COMPLETE THE FOLLOWING:
1. Answer each question from the Gaskarov profile below.
(a) In which Moscow suburb was Gaskarov a spokesman for an environmental protest in 2010?
(b) What sentence did he receive on August 18, 2014?
(c) In which Moscow suburb was he born?
2. Using the Gaskarov profile below, say whether each statement agrees with it, and quote the words that decide it.
(a) He was found guilty at his trial after the 2010 Khimki protest.
(b) He was beaten during the Bolotnaya Square protests in May 2012.
(c) He was a member of the Coordinating Council of the anti-Putin opposition.
3. Reproduce the Gaskarov profile below word for word, starting at "In 2010, Gaskarov" up to and including "a penal colony.".

SUPPLIED PASSAGE:
★ ★ ★ ★ ★

Russian social activist and economist

Alexey Vladimirovich Gaskarov (also spelled Alexei, Aleksei, or Aleksey; born 18 June 1985) is a Russian social activist and economist who has been a major figure in the democratic, left-wing opposition to the regime of Vladimir Putin. He was a leader of the Russian antifascist movement, and a member of the Coordinating Council of the anti-Putin opposition. He became famous as a prominent critic of the government's destruction of woodland.

In 2010, Gaskarov was a spokesman for a large environmental protest in the Moscow suburb of Khimki. He was put on trial and found not guilty. In May 2012, he was beaten during the Bolotnaya Square protests in Moscow, and was later arrested, tried, and convicted. On August 18, 2014, he was sentenced to three and a half years in a penal colony.

==Early life and education==
He was born on June 18, 1985, in the Moscow suburb of Zhukovsky. He began to be politically active while in school. He began his political activism by participating in and organizing grass-roots efforts to protect the Khimki and Tsagovsky forests from destruction.

★ ★ ★ ★ ★

DATA RECORDS:

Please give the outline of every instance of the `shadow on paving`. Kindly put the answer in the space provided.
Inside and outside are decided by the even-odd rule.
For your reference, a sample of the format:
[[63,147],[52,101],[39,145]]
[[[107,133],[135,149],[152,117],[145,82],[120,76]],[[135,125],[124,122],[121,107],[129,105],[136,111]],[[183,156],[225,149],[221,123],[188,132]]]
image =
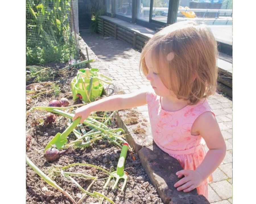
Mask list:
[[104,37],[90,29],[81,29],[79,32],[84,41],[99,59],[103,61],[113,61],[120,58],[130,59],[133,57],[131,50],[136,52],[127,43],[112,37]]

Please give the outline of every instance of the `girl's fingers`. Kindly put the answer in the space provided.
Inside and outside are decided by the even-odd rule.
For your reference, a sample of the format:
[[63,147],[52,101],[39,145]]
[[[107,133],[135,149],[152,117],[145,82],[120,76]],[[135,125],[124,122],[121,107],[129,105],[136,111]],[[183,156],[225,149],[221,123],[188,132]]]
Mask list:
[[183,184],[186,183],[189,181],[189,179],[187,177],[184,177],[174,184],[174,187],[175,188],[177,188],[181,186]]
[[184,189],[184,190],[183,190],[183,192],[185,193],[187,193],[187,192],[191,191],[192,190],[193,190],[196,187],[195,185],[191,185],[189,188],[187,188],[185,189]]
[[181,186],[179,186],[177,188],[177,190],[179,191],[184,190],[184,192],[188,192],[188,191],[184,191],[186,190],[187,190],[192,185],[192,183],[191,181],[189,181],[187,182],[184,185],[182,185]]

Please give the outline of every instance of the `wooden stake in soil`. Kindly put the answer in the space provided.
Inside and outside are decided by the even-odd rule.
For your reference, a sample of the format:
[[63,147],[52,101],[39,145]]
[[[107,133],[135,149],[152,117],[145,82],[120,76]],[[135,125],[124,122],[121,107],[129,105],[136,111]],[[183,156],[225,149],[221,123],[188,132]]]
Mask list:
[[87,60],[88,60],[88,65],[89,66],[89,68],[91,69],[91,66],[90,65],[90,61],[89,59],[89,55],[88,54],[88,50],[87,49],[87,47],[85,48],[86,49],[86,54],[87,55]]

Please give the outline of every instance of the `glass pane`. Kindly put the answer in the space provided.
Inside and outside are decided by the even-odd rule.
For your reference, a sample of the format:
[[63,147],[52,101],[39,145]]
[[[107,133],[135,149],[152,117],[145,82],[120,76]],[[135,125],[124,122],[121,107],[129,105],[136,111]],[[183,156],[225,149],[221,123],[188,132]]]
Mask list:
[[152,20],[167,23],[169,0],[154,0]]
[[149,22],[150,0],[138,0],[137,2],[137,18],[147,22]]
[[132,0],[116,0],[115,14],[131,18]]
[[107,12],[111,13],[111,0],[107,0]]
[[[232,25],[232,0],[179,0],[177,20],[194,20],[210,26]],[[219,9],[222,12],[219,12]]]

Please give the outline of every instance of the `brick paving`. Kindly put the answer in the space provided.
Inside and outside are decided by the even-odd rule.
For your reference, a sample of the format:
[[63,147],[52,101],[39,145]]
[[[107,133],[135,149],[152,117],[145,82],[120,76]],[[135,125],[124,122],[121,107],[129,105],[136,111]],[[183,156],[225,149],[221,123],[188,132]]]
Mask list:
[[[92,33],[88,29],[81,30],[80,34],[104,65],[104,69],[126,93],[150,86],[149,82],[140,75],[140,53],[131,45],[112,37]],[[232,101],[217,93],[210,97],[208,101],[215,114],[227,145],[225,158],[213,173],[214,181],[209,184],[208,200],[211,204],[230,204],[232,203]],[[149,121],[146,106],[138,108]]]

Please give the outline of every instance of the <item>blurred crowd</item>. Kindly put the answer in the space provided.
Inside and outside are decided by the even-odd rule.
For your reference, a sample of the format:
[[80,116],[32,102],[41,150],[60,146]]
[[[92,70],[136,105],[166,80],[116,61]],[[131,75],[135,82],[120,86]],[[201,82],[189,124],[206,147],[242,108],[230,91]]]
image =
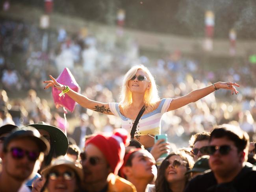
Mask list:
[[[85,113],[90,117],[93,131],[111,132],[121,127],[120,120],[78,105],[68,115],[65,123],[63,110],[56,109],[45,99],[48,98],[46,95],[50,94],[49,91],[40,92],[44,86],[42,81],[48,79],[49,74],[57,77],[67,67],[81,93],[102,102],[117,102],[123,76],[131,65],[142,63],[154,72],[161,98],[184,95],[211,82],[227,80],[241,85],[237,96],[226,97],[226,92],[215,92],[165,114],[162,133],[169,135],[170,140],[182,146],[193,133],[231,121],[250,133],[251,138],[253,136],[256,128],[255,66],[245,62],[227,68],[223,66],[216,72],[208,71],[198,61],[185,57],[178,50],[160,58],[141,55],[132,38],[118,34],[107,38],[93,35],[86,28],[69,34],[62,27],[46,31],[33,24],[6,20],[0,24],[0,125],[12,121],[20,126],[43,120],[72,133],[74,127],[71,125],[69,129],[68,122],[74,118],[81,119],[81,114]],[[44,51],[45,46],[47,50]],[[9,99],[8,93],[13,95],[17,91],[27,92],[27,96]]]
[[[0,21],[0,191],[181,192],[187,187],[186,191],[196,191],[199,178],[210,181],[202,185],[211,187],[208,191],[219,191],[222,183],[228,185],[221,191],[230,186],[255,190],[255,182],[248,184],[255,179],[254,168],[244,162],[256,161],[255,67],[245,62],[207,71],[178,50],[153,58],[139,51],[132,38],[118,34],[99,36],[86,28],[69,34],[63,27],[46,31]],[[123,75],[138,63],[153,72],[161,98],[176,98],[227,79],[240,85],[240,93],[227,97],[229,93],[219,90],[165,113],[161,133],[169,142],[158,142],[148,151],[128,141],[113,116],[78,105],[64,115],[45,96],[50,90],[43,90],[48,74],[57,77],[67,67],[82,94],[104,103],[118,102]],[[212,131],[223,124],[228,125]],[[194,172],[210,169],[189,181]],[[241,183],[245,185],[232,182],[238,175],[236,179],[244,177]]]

★ ★ ★ ★ ★

ANSWER LIST:
1.
(a) Khimki
(b) Three and a half years in a penal colony
(c) Zhukovsky

2.
(a) No: "He was put on trial and found not guilty."
(b) Yes: "In May 2012, he was beaten during the Bolotnaya Square protests in Moscow"
(c) Yes: "a member of the Coordinating Council of the anti-Putin opposition"

3.
In 2010, Gaskarov was a spokesman for a large environmental protest in the Moscow suburb of Khimki. He was put on trial and found not guilty. In May 2012, he was beaten during the Bolotnaya Square protests in Moscow, and was later arrested, tried, and convicted. On August 18, 2014, he was sentenced to three and a half years in a penal colony.